* [Instruction]: Can you echo each of the items below back word for word, without changing anything?
━━━━━ Excerpted data
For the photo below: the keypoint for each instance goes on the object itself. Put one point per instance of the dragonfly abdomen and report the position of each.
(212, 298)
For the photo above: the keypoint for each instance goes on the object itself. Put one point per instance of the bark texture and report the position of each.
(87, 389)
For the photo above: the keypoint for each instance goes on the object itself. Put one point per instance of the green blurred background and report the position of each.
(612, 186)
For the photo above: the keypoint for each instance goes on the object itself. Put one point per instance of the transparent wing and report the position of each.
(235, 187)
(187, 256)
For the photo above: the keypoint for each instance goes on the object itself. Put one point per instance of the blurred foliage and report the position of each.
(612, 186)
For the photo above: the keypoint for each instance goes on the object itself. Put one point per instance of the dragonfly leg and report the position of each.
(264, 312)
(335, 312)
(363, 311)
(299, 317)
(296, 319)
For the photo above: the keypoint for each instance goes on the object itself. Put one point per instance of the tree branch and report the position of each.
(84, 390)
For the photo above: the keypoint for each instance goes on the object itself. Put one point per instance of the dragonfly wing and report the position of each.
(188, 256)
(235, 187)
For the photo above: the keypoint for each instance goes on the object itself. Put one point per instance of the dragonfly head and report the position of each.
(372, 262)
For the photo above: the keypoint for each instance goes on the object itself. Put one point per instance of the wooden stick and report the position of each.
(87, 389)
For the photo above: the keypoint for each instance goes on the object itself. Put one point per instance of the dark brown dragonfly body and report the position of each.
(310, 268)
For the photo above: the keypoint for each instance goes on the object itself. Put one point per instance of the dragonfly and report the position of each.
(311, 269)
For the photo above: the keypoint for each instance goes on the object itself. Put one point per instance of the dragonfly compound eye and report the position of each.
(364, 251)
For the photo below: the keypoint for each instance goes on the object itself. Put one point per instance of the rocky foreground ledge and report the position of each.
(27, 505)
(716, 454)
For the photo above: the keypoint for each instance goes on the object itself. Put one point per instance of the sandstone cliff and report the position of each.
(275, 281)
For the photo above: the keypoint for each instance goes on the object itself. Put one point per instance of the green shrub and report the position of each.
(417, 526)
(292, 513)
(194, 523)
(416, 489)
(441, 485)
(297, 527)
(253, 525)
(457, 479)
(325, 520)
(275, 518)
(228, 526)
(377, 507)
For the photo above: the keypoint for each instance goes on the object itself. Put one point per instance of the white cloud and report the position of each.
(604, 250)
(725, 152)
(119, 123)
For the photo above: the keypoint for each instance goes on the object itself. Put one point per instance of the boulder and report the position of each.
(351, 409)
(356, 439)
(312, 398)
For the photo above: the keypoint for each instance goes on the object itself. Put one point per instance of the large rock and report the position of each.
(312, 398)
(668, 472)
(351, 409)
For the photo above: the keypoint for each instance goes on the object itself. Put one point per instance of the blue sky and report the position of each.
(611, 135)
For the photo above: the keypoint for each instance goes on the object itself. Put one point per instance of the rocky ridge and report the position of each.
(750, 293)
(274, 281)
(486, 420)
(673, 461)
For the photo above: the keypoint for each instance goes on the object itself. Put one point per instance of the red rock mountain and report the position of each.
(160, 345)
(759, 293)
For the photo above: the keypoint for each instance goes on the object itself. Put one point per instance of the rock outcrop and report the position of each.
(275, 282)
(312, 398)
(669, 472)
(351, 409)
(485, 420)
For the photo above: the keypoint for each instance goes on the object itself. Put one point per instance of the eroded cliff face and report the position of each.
━━━━━━━━━━
* [Solution to this task]:
For the photo below: the keypoint for each instance goes on the object itself. Put one point per instance of the dragonfly abdomen and report the position of each.
(212, 298)
For the photo above: the keypoint for each instance goes on the object itself. Put one point per instance of the bark texture and report the position of each.
(87, 389)
For the photo above: the keypoint for each instance goes on the object itself. Put one point per instance of the green blurred background and report the position of each.
(612, 186)
For the photo above: the keypoint for each instance goes on the object itself. Put one point per instance of the transparent wing and report the position of each.
(235, 187)
(187, 256)
For the photo above: the keypoint for each instance goes on the object itself. Put one point per instance of the blurred foliage and report the position of each.
(612, 186)
For the photo above: the keypoint for each instance goes on the object itself. Put one point per instance of the dragonfly leg and report the position of each.
(264, 312)
(335, 312)
(363, 311)
(299, 317)
(296, 319)
For the photo above: the keypoint for each instance goes on the object itself. Put one point per instance of the tree branch and report the position of each.
(84, 390)
For the photo above: the keypoint for each instance goes on the object itself. Put one point per instance of the dragonfly wing and report the position of each.
(188, 256)
(235, 187)
For the photo above: the keypoint for each instance goes on the object itself. Put one point per instance of the dragonfly head and report the position of each.
(372, 262)
For the photo above: the keypoint for each instance goes on the object itself. Put one point per instance of the wooden stick and report the position of each.
(87, 389)
For the photo above: the keypoint for each instance goes on the object itself. Put one point per instance of the dark brown dragonfly body and report the position of each.
(310, 268)
For the photo above: the keypoint for each instance goes on the object itself. Put one point per instance of the dragonfly and report the position of each.
(311, 269)
For the photo above: the keypoint for each instance goes on the object itself. Put one point per instance of the dragonfly compound eye and report the position of each.
(364, 251)
For the photo below: the keypoint for each instance goes on the object itself. Put one point per instance of the rocky foreground ledge and report the position of each.
(27, 505)
(716, 454)
For the photo above: the keypoint for each instance goes on the object itself. Put one point per instance of the sandstone cliff and report the position of each.
(275, 281)
For the photo above: the keypoint for each instance goes on the object itself. Put one point per instance of the green shrub and report the position of each.
(417, 526)
(292, 513)
(194, 523)
(416, 489)
(441, 485)
(297, 527)
(253, 525)
(457, 479)
(325, 520)
(275, 518)
(228, 526)
(377, 507)
For the photo above: the keypoint for each instance goes on the object itself. Put one point per instance of the white cloud and report the position of each.
(604, 250)
(725, 152)
(119, 123)
For the photo above: the keypoint for each instance goes on the object itself. Put one point per instance of the boulder and report the position of each.
(351, 409)
(356, 439)
(312, 398)
For the photo above: the keypoint for each instance goes on the object itself. Put one point per instance of the large rock and report the position of each.
(312, 398)
(668, 472)
(351, 409)
For the photo above: the keypoint for each instance goes on the object itself. Put one point per instance of the blue sky and report the position of each.
(611, 135)
For the photo above: the keypoint for each instance goes on the object itself. Put one point per instance of the rocky ridge and report the position of each.
(750, 293)
(274, 281)
(486, 420)
(673, 461)
For the photo above: the keypoint for each instance goes on the object itself. Put one point per instance of the red rock mountain and report the position of each.
(160, 345)
(759, 293)
For the photo above: the keypoint for each instance goes on the object itself. Put one point per instance of the rock outcrop and report the position of each.
(275, 282)
(312, 398)
(669, 472)
(351, 409)
(485, 420)
For the photo above: the keypoint for each instance goes on the object itself. Put one point per instance of the eroded cliff face and report the position of each.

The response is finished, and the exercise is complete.